==== Input data
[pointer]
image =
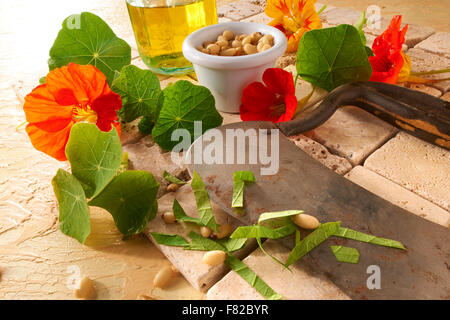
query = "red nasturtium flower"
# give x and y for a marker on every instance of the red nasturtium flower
(73, 93)
(388, 58)
(293, 18)
(272, 101)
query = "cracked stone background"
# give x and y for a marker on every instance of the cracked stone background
(36, 258)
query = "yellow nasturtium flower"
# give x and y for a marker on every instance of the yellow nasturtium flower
(293, 18)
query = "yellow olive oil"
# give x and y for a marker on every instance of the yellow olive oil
(160, 27)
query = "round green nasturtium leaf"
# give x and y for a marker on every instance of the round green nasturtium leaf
(183, 104)
(86, 39)
(332, 57)
(131, 199)
(140, 92)
(73, 210)
(94, 156)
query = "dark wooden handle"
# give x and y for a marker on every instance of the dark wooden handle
(422, 115)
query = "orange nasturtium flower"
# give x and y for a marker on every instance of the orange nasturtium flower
(293, 18)
(71, 94)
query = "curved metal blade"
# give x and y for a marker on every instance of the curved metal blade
(421, 272)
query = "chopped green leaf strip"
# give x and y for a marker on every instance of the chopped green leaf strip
(240, 179)
(315, 238)
(181, 215)
(278, 214)
(172, 178)
(140, 92)
(331, 57)
(258, 240)
(232, 245)
(86, 39)
(131, 199)
(363, 237)
(205, 213)
(345, 254)
(201, 243)
(297, 237)
(74, 218)
(263, 232)
(185, 103)
(250, 277)
(94, 156)
(172, 240)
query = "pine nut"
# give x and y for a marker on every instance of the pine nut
(236, 44)
(87, 290)
(228, 52)
(213, 48)
(256, 36)
(223, 231)
(214, 258)
(228, 35)
(205, 231)
(249, 48)
(169, 217)
(266, 47)
(306, 221)
(222, 43)
(173, 187)
(247, 40)
(259, 46)
(163, 277)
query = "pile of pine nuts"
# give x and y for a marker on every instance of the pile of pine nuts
(229, 44)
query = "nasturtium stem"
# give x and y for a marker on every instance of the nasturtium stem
(296, 78)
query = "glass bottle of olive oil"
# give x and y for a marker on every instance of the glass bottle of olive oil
(160, 27)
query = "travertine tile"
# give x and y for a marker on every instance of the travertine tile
(353, 133)
(130, 132)
(300, 284)
(414, 35)
(416, 165)
(398, 195)
(320, 153)
(438, 43)
(239, 10)
(425, 89)
(189, 262)
(426, 61)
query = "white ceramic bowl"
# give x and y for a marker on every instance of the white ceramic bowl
(226, 77)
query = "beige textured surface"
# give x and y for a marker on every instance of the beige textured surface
(302, 283)
(320, 153)
(398, 195)
(34, 255)
(432, 13)
(416, 165)
(36, 259)
(189, 262)
(438, 43)
(353, 133)
(425, 61)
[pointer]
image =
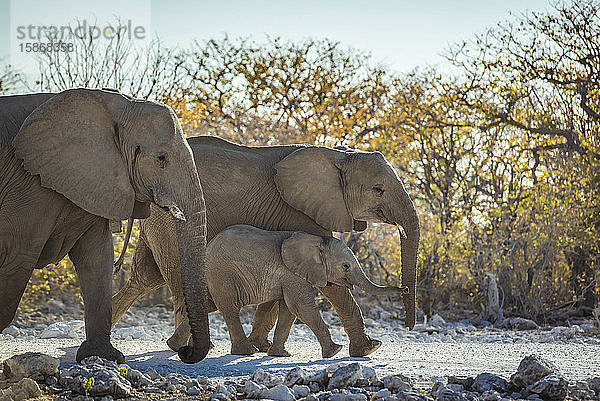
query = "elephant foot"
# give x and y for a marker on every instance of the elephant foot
(262, 345)
(278, 351)
(331, 350)
(104, 350)
(364, 348)
(177, 341)
(243, 348)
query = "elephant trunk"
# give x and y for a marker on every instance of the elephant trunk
(359, 279)
(191, 236)
(410, 233)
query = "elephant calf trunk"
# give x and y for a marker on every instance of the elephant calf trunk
(363, 282)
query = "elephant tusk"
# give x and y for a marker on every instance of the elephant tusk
(402, 232)
(177, 213)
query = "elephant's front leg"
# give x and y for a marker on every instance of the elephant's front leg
(349, 312)
(92, 256)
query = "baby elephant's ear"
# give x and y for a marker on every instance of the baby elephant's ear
(301, 254)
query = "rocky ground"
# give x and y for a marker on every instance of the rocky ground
(466, 360)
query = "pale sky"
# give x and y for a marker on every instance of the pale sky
(401, 34)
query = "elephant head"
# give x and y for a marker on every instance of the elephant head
(342, 190)
(112, 156)
(323, 260)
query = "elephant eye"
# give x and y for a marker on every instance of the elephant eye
(378, 190)
(162, 160)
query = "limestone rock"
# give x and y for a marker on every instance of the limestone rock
(488, 381)
(63, 329)
(279, 393)
(31, 364)
(295, 376)
(345, 376)
(531, 369)
(551, 388)
(397, 382)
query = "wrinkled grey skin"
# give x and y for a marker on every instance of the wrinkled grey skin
(259, 266)
(301, 188)
(69, 163)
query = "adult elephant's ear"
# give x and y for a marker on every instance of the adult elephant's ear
(70, 141)
(310, 180)
(301, 254)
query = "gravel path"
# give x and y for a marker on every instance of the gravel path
(425, 354)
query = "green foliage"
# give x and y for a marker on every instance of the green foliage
(502, 157)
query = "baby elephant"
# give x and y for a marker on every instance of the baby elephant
(247, 265)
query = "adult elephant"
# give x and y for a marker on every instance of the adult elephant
(305, 188)
(69, 163)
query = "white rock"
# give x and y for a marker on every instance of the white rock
(268, 379)
(300, 391)
(134, 332)
(295, 376)
(254, 390)
(193, 390)
(279, 393)
(63, 330)
(369, 373)
(345, 376)
(383, 393)
(11, 331)
(356, 397)
(437, 320)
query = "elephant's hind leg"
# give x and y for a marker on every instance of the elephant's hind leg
(301, 302)
(12, 285)
(92, 256)
(145, 277)
(285, 320)
(262, 323)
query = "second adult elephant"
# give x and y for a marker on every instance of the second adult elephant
(286, 188)
(69, 163)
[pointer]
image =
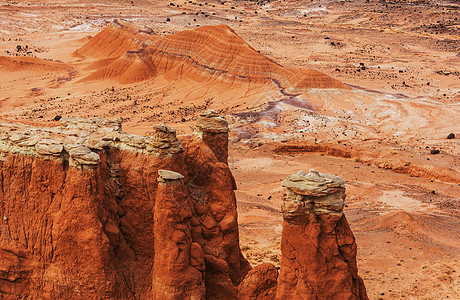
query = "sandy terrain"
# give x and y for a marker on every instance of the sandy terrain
(400, 59)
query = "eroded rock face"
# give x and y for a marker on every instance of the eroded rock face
(212, 129)
(259, 284)
(178, 269)
(89, 211)
(318, 248)
(216, 226)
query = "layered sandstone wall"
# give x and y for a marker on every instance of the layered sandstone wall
(90, 211)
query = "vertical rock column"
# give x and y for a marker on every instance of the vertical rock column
(215, 225)
(318, 248)
(178, 269)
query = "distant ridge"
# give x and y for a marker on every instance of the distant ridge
(129, 54)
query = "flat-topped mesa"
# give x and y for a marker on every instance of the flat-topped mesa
(80, 140)
(212, 128)
(312, 192)
(318, 248)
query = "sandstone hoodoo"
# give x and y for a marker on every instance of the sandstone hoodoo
(178, 269)
(212, 187)
(318, 248)
(91, 211)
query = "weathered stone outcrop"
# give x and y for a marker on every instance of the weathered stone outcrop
(212, 186)
(178, 269)
(318, 248)
(88, 211)
(259, 284)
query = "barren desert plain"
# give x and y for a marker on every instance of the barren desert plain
(366, 90)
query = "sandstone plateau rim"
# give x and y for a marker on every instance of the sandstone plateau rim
(398, 70)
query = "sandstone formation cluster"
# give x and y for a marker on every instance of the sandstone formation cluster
(89, 211)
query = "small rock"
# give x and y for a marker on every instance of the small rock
(165, 175)
(48, 147)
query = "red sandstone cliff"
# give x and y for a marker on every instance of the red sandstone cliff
(88, 211)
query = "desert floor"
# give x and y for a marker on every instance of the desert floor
(400, 59)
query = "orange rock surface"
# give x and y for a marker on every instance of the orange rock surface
(129, 54)
(318, 248)
(90, 211)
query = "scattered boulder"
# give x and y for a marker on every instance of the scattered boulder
(259, 284)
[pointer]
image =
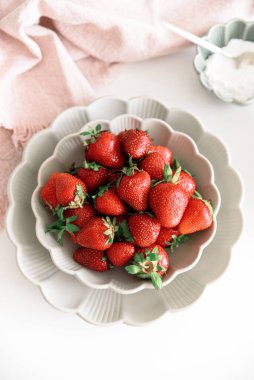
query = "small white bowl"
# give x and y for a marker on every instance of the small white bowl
(70, 149)
(220, 35)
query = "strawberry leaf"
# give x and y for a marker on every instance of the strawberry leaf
(133, 269)
(187, 172)
(98, 128)
(152, 257)
(156, 280)
(60, 236)
(177, 240)
(167, 172)
(91, 165)
(155, 250)
(144, 276)
(139, 257)
(161, 269)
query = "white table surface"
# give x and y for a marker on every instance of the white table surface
(212, 339)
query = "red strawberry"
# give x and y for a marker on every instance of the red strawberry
(197, 217)
(104, 148)
(144, 229)
(97, 234)
(93, 176)
(185, 181)
(48, 192)
(120, 253)
(150, 263)
(70, 191)
(83, 214)
(167, 200)
(136, 143)
(154, 164)
(134, 189)
(170, 237)
(166, 236)
(164, 151)
(113, 176)
(108, 202)
(121, 135)
(92, 259)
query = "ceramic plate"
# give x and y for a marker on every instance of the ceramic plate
(106, 306)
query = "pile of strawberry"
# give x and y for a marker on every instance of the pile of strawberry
(125, 204)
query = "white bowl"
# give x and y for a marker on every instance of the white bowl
(220, 35)
(70, 149)
(106, 307)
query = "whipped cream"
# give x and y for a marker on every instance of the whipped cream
(225, 78)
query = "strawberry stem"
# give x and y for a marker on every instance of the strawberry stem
(147, 267)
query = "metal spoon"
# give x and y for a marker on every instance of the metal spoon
(246, 58)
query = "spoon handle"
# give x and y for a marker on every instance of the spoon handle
(196, 40)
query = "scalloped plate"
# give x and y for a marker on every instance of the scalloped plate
(106, 306)
(70, 149)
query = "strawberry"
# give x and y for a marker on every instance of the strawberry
(93, 175)
(164, 152)
(108, 202)
(113, 176)
(154, 164)
(92, 259)
(70, 221)
(104, 148)
(197, 217)
(133, 187)
(170, 237)
(167, 200)
(48, 192)
(150, 263)
(166, 236)
(97, 234)
(135, 143)
(144, 229)
(70, 191)
(83, 214)
(120, 253)
(186, 181)
(121, 135)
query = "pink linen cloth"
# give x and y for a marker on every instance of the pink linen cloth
(55, 54)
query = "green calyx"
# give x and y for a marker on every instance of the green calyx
(129, 170)
(177, 240)
(168, 176)
(124, 233)
(62, 225)
(79, 198)
(93, 134)
(101, 191)
(197, 195)
(73, 169)
(146, 267)
(176, 164)
(91, 165)
(112, 228)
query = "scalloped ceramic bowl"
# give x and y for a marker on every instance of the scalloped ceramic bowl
(70, 149)
(220, 35)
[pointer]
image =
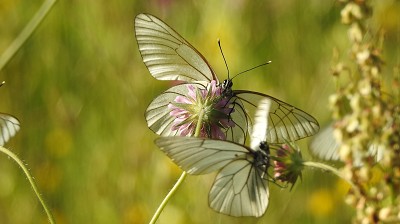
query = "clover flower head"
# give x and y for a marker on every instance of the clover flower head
(288, 164)
(215, 107)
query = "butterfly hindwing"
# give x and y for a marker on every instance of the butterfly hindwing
(239, 190)
(285, 122)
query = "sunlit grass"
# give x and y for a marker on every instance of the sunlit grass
(80, 90)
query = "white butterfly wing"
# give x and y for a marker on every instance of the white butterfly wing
(259, 130)
(9, 126)
(239, 190)
(167, 55)
(200, 156)
(285, 122)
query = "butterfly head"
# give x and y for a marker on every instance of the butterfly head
(227, 87)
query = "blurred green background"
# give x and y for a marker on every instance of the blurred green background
(80, 89)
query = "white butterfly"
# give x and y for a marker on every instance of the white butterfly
(168, 56)
(9, 126)
(241, 186)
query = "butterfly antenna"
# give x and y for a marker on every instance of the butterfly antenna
(266, 63)
(223, 56)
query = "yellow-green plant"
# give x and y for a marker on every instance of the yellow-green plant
(367, 117)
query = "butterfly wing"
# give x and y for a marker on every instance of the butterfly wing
(167, 55)
(285, 122)
(239, 190)
(9, 126)
(259, 129)
(200, 156)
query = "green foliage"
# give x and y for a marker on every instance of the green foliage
(80, 90)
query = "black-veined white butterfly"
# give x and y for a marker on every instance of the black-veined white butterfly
(9, 126)
(168, 56)
(241, 185)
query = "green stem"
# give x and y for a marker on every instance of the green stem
(179, 181)
(328, 168)
(26, 32)
(30, 179)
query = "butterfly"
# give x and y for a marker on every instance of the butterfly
(9, 126)
(241, 185)
(168, 56)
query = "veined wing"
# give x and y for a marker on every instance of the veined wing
(167, 55)
(285, 122)
(239, 190)
(259, 129)
(9, 126)
(200, 156)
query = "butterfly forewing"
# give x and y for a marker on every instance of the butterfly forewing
(200, 156)
(167, 55)
(285, 122)
(9, 126)
(239, 190)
========
Return the line that contains "the butterfly antenna", along with every line after it in the data above, exactly and with nothing else.

[Response area]
# give x and y for a marker on every instance of the butterfly antenna
(266, 63)
(223, 56)
query = "yellow-green plant"
# give x and y for a marker on every instance of the yellow-green plant
(367, 117)
query = "butterfly wing"
# give x and y for a marker on every instance of the butterfly wing
(167, 55)
(285, 122)
(239, 190)
(9, 126)
(259, 129)
(200, 156)
query = "green foliage"
# give x and y for a marker on every instance of the green foliage
(80, 90)
query = "black-veined white butterfly"
# give x and y for a marker on every instance of the black-veined white butterfly
(9, 126)
(168, 56)
(241, 185)
query = "green stem"
# give x and y for a marker on every instance of the green stem
(179, 181)
(328, 168)
(26, 32)
(30, 179)
query = "butterfly"
# give x and y for a marker on every instance of the butterfly
(9, 126)
(241, 185)
(168, 56)
query = "veined wing"
# give x and y for a marker on every instance of the veined wing
(167, 55)
(285, 122)
(239, 190)
(259, 129)
(9, 126)
(200, 156)
query = "butterfly forewing"
# give x and y for a marker on every instance of the butterfly forewing
(200, 156)
(167, 55)
(285, 122)
(9, 126)
(239, 190)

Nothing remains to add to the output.